begin PROVIDED RECORDS

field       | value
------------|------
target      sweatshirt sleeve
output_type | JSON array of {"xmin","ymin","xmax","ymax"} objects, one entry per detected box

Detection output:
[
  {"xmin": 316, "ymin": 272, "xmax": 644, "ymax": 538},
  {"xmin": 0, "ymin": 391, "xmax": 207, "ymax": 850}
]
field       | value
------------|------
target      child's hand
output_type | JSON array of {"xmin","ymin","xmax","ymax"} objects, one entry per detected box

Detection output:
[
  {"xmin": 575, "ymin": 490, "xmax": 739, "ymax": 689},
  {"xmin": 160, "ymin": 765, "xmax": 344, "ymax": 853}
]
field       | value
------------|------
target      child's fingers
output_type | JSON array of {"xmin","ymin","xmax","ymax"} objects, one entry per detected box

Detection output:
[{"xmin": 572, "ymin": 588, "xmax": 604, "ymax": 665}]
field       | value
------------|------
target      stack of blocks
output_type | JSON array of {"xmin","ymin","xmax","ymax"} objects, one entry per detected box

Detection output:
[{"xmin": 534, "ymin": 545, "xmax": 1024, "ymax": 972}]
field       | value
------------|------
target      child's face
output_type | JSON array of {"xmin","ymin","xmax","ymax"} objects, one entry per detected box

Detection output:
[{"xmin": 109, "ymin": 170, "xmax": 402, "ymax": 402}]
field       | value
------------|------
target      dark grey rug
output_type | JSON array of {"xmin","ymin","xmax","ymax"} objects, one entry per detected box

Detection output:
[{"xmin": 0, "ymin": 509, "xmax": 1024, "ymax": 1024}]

end PROVIDED RECORDS

- TASK: Select every line in the records above that contains the word "child", and reproduce each such line in full.

- RESULT FOR THIS EXERCISE:
target      child's hand
target      child's fingers
target      child's face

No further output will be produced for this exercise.